───── Records for this exercise ─────
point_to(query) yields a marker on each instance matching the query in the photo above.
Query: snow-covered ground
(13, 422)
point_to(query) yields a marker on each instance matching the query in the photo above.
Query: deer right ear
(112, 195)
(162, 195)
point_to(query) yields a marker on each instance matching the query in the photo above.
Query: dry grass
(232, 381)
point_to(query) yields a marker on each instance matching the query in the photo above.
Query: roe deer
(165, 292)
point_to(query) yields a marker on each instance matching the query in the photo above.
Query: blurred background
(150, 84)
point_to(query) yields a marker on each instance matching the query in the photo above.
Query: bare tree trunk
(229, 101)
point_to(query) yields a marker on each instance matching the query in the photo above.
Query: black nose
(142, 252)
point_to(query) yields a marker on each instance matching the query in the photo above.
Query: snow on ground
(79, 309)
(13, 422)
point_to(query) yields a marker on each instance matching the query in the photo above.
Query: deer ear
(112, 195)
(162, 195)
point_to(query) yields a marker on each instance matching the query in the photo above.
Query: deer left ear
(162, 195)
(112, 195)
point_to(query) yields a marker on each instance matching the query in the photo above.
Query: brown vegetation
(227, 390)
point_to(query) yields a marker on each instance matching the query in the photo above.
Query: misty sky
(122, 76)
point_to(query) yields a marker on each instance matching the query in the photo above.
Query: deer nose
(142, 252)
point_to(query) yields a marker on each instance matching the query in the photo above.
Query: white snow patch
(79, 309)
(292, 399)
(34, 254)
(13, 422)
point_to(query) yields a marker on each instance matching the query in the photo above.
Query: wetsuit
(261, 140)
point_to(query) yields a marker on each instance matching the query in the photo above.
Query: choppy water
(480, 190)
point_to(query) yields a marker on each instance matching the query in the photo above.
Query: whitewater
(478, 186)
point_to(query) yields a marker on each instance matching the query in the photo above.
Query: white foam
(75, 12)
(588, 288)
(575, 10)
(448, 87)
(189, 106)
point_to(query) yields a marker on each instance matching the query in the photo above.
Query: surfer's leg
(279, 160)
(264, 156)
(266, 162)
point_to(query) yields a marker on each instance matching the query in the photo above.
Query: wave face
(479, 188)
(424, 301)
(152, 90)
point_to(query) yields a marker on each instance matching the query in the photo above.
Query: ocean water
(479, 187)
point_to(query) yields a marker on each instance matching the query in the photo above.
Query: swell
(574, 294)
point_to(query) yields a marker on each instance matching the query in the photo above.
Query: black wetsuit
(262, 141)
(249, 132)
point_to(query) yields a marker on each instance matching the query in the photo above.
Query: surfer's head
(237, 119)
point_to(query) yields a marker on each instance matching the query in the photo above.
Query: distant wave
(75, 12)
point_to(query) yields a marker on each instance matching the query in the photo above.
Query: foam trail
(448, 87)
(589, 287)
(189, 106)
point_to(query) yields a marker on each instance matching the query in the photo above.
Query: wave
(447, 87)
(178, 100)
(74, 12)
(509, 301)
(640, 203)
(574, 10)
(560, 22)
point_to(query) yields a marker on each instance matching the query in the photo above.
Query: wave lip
─────
▸ **Work to do**
Extract all of the material exactly as it is written.

▸ **Solution for this task**
point_to(query) yields a marker on each instance matching the query in the photo above.
Query: snow-covered ground
(13, 422)
point_to(query) yields a marker on each instance matching the query in the photo above.
Query: deer right ear
(112, 195)
(162, 195)
point_to(query) yields a marker on each instance matching the query in the photo above.
Query: dry grass
(232, 381)
point_to(query) yields a marker on each instance matching the query in the photo above.
Query: roe deer
(165, 292)
point_to(query) yields a marker on each instance matching the query in the photo above.
Query: blurred background
(150, 84)
point_to(query) yields a marker on each instance matching the query in the photo above.
Query: bare tree trunk
(229, 101)
point_to(query) yields a marker on each instance matching the query in the photo above.
Query: black nose
(142, 252)
point_to(query) yields a marker on each instance matching the query in the photo above.
Query: snow on ground
(79, 309)
(13, 422)
point_to(query) yields a marker on each instance matching the query in the photo above.
Query: deer ear
(112, 195)
(162, 195)
point_to(query) yields a marker on each instance matching the query in the photo above.
Query: deer left ear
(162, 195)
(112, 195)
point_to(query) yields a marker on each instance matching the query in the photo above.
Query: brown vegetation
(227, 390)
point_to(query) yields a marker on each instance matching the query in the photo above.
Query: misty sky
(122, 76)
point_to(query) yields a marker on each instance matching the query in the photo above.
Query: deer nose
(142, 252)
point_to(query) yields a marker on each instance matching the query in the photo above.
Query: white snow patch
(79, 309)
(292, 399)
(34, 254)
(13, 422)
point_to(query) yields a marker on each instance matching the query in the photo above.
Query: wetsuit
(261, 140)
point_to(query) yields a marker on each instance matching the query in the photo above.
Query: choppy water
(480, 190)
point_to(query) yields a marker on each instance matching the query in the photo above.
Query: whitewater
(478, 186)
point_to(query) yields a marker on each instance matching the query in the photo above.
Query: white foam
(75, 12)
(588, 288)
(575, 10)
(448, 87)
(189, 106)
point_to(query) yields a marker on each instance matching the query in the photo above.
Query: surfer's leg
(279, 160)
(264, 156)
(266, 162)
point_to(query) yields a marker on each instance matching the query in the photo above.
Query: wave face
(479, 188)
(424, 301)
(152, 90)
point_to(query) yields a marker on each instance matching the query in the photo above.
Query: ocean water
(479, 187)
point_to(query) yields a marker on each instance matching the query in the photo above.
Query: swell
(574, 294)
point_to(query) yields a marker on each instance matching the query in the photo above.
Query: black wetsuit
(262, 141)
(249, 132)
point_to(query) yields a marker on each instance matching the query in the photo above.
Query: surfer's head
(237, 119)
point_to(query) yields a marker on each instance matching the query in the photo above.
Query: distant wave
(75, 12)
point_to(query) yields a marker on each instance matching the query in the photo above.
Query: foam trail
(448, 87)
(589, 287)
(189, 106)
point_to(query) yields a marker on each instance matching the query in the photo above.
Query: wave
(447, 87)
(178, 100)
(74, 12)
(509, 301)
(640, 203)
(574, 10)
(560, 22)
point_to(query) yields a marker on each instance matching the query in the photo above.
Query: wave lip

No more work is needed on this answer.